## PROMPT
Answer these questions using the article on the US–Iran peace deal below:
(a) Where was the memorandum of understanding signed?
(b) What share of the world's oil passes through the Strait of Hormuz on any given day?
(c) Up to what amount in frozen Iranian assets could be released under the deal?

## SUPPLIED PASSAGE
========================
US and Iran sign initial peace deal, lifting oil sanctions and reopening Strait of Hormuz
The 14-point memorandum of understanding ends nearly a year of hostilities and sets a 60-day window for nuclear negotiations, sending oil prices to three-month lows and Bitcoin past $65K
The US and Iran have signed a 14-point memorandum of understanding designed to end nearly a year of military conflict between the two nations. The deal, signed on June 17 at the Palace of Versailles by President Donald Trump and Iranian President Masoud Pezeshkian, took immediate effect and includes two provisions that matter enormously for global markets: the reopening of the Strait of Hormuz for commercial shipping and the lifting of US sanctions on Iranian oil exports.
Oil prices promptly fell to three-month lows. Global stock markets hit record highs. And Bitcoin surged past $65,000.
What the deal actually says
The MoU is an interim framework, not a final treaty. The agreement halts active military operations across multiple fronts, including Lebanon, and establishes a 60-day negotiation window to tackle the genuinely hard stuff: Iran’s nuclear program, uranium enrichment levels, and the broader architecture of a lasting peace.
Iran will be allowed to sell oil freely once sanctions are lifted. The Strait of Hormuz, through which roughly 20% of the world’s oil passes on any given day, will reopen to commercial shipping immediately.
The deal contemplates the potential release of up to $25 billion in frozen Iranian assets. A proposed $300 billion reconstruction fund is part of the broader framework, though the details of who funds it and how remain subjects for the 60-day negotiation period.
Iran has committed to not developing nuclear weapons under the terms of the agreement. An official ceremony had been planned for June 19, but it was canceled. The signing at Versailles on June 17 served as the operative event.
Why crypto markets are reacting
Bitcoin’s move past $65,000 reflects a broader pattern that crypto traders know well. Geopolitical de-escalation tends to push capital toward risk assets, and crypto sits firmly in that category for most institutional allocators.
The oil angle adds another layer. Cheaper energy prices act as a de facto stimulus for the global economy, with lower input costs for businesses and lower fuel costs for consumers.
Lifting US sanctions on Iranian oil exports could eventually reshape how certain countries interact with the dollar-denominated financial system. Iran has historically explored alternative payment rails, including crypto-adjacent mechanisms, to circumvent sanctions.
What this means for investors
The 60-day negotiation window is the number to circle on your calendar. Markets have priced in the optimism of the initial deal, but the nuclear negotiations could easily produce the kind of headline risk that sends prices in the opposite direction.
The $25 billion in frozen assets and the proposed $300 billion reconstruction fund represent real capital that will need to move through the global financial system if the deal holds.
The 60-day window means we should know by mid-August whether this framework has legs.
========================
[Point-per-instance localization data]
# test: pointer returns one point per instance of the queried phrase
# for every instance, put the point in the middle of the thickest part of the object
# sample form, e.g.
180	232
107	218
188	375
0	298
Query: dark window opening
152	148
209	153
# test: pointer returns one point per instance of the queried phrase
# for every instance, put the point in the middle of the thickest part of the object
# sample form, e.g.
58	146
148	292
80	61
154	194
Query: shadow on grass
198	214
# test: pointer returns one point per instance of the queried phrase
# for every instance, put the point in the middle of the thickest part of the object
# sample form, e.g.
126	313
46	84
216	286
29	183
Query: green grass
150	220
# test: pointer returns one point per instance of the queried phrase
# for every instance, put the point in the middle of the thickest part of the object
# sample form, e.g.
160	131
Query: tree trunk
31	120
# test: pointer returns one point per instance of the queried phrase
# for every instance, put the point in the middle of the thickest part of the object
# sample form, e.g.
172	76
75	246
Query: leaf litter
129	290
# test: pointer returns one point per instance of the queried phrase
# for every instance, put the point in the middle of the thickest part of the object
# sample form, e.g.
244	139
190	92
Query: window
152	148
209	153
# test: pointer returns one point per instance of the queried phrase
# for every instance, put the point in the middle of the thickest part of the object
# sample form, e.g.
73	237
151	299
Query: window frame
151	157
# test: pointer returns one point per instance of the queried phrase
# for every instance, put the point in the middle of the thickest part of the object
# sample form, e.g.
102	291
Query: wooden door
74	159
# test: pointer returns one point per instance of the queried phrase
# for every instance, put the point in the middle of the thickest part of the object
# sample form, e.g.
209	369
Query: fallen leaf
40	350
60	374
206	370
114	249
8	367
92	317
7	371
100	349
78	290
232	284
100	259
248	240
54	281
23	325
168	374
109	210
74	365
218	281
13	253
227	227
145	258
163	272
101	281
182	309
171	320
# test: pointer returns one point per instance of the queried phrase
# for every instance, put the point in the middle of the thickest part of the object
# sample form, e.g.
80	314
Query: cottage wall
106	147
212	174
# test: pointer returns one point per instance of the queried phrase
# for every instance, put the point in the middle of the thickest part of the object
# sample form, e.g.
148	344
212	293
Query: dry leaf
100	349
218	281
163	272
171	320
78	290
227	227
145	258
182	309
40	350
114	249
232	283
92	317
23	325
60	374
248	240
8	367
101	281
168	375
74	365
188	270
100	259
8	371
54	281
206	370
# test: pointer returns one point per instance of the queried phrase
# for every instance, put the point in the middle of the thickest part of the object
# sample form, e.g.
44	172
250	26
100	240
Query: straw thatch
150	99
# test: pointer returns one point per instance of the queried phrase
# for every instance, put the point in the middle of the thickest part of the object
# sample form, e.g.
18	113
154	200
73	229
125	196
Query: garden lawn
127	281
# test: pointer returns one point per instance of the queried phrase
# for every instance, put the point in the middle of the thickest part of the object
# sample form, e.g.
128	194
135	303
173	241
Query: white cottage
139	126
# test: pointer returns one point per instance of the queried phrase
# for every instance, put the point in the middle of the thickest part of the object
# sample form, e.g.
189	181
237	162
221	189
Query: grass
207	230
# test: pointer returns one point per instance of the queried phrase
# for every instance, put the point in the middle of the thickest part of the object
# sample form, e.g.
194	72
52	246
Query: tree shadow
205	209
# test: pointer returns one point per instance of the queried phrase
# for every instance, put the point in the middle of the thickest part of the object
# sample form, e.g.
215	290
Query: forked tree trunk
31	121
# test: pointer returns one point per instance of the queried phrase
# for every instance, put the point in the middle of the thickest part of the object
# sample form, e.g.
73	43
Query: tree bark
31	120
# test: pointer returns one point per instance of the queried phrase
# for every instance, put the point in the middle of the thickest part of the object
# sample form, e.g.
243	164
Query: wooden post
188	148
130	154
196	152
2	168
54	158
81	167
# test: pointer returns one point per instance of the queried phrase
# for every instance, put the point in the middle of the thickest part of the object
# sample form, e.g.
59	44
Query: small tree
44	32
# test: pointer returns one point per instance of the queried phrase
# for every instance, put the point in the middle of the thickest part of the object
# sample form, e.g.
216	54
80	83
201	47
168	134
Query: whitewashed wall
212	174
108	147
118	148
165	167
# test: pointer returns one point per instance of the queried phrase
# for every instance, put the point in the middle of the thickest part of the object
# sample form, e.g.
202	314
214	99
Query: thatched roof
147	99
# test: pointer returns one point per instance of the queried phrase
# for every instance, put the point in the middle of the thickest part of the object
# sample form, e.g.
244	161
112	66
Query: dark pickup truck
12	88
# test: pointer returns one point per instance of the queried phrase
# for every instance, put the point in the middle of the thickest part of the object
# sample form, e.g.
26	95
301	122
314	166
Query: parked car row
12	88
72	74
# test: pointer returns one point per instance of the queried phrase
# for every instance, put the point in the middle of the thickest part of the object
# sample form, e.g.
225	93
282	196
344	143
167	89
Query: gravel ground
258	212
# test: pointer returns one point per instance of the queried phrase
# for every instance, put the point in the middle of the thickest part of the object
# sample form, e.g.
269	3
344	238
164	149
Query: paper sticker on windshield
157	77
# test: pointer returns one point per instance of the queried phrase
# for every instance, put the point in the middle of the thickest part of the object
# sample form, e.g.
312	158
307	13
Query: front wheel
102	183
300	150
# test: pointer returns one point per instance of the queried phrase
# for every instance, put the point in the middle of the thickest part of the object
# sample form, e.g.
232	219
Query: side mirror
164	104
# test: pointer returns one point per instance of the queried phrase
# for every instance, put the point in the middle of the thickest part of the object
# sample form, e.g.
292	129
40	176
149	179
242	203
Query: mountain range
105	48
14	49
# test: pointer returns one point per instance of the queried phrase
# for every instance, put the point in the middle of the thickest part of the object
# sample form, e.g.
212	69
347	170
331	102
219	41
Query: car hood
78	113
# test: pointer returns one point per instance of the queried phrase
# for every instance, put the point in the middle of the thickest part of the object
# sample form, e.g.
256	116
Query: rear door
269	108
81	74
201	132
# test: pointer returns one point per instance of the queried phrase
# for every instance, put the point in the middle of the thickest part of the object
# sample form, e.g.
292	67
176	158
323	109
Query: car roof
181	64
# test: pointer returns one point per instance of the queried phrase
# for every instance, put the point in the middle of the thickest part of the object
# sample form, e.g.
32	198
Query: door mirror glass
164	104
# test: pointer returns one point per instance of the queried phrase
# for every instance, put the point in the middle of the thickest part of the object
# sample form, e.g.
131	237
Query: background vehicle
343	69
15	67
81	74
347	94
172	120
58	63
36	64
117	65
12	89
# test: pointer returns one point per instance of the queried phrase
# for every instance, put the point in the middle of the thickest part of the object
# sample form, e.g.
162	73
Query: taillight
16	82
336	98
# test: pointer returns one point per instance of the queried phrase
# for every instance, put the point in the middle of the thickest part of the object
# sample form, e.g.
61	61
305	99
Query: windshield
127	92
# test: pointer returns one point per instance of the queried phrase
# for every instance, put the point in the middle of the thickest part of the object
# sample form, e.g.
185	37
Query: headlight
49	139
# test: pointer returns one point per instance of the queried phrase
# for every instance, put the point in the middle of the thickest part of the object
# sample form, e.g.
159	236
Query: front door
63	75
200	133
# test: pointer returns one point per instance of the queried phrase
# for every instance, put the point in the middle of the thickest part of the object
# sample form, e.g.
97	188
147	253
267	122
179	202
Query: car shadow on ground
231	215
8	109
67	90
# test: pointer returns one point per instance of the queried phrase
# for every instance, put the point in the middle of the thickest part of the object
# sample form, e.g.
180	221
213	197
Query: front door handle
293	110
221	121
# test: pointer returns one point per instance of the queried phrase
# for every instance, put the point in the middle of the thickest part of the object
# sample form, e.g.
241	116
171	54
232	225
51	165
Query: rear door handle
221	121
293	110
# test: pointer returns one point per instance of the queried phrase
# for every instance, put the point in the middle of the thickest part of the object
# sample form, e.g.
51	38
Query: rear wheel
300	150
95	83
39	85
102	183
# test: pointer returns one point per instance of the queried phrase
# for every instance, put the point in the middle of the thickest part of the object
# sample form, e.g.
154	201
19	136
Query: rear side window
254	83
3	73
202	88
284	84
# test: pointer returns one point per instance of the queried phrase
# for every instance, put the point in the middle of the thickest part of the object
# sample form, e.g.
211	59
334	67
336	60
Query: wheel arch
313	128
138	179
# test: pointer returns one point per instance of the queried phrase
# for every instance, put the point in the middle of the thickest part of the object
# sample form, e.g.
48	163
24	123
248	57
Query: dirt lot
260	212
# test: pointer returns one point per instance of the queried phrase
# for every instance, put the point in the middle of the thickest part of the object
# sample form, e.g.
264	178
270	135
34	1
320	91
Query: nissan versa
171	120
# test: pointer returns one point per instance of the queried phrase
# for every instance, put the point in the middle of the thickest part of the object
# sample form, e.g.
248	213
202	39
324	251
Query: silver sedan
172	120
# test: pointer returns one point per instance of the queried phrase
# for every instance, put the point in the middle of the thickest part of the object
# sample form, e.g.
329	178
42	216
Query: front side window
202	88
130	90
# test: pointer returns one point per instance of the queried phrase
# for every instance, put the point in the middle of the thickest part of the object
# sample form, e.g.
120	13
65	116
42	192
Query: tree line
========================
## ANSWER BOX
(a) At the Palace of Versailles.
(b) Roughly 20%.
(c) Up to $25 billion.